*TASK*
Repeat the lines below verbatim, but leave out the pictures.

Dataset rows:

──────────────────────────────

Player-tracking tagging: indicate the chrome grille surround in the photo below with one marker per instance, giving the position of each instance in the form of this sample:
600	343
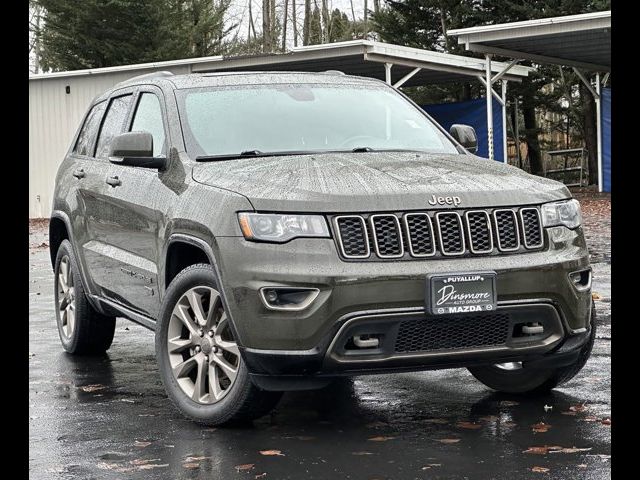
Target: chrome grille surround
524	221
376	228
500	227
410	231
440	233
473	238
449	235
337	222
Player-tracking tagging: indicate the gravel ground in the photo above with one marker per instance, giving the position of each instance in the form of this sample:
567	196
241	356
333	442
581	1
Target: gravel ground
108	417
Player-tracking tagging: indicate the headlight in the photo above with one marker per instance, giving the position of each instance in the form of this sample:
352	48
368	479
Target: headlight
566	213
280	228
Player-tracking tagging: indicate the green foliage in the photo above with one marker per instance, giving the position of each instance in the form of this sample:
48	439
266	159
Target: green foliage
103	33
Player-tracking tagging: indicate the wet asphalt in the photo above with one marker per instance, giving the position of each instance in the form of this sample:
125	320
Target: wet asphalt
108	417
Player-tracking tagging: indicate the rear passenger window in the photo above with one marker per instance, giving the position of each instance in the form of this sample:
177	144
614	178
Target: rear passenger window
148	118
113	124
88	132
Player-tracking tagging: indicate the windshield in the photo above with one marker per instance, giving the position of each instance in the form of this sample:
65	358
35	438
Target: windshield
304	118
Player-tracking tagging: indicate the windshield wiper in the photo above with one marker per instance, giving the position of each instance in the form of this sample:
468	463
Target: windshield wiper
250	153
362	149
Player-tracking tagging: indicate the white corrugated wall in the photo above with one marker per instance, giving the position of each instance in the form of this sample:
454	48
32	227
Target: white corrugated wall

──────────────────────────────

*OUTPUT FOR THIS TASK*
Player-tracking tagging: indicate the chrome grille surround in the photo below with one marker per instance, giving the position of each instance in the form of this sample:
600	343
Target: chrome grille surround
524	221
376	228
500	227
410	231
440	233
473	238
449	235
337	222
Player-tracking tagging: indicate the gravel ground in the photo above with one marker per instance, giving the position of each instance in the form of this sample:
567	196
241	356
333	442
581	1
Target: gravel ground
108	417
Player-tracking tagging: indicate the headlight in the photo above with one marker per instance, giving the position of each instance in the form of this sample:
352	48
368	479
Target: headlight
566	213
280	228
Player-tracking tagging: indicate the green foliage in the photo above with one marker per instance, giving the position of each instance in the form of this sample:
48	439
266	159
Target: green foliage
103	33
Player-tracking tagging: indicate the wet asphalt in the photo above with one marker per instance, giving the position of each instance in the form of this sample:
125	320
Target: wet asphalt
108	417
Player-tracking tagging: indicate the rear passenger window in the photo above with one marker per instance, giving the position of each instance in the form of this sample:
177	144
614	178
Target: rear passenger window
148	118
113	124
88	132
Player-tracking tagging: indicate the windshield in the photo above with one marker per instance, giving the position of each instance in the form of this sample:
65	358
35	438
Target: windshield
304	118
Player-tracking tagging: indicate the windshield wiper in the photo above with one marker per instance, giving the position of each instance in the form of this sample:
468	463
Target: windshield wiper
250	153
362	149
Player-tracking tagging: indicate the white corrugated wall in the photo above with one marker per instance, giving the position of each instance in the form of this sample:
454	48
32	227
Target: white corrugated wall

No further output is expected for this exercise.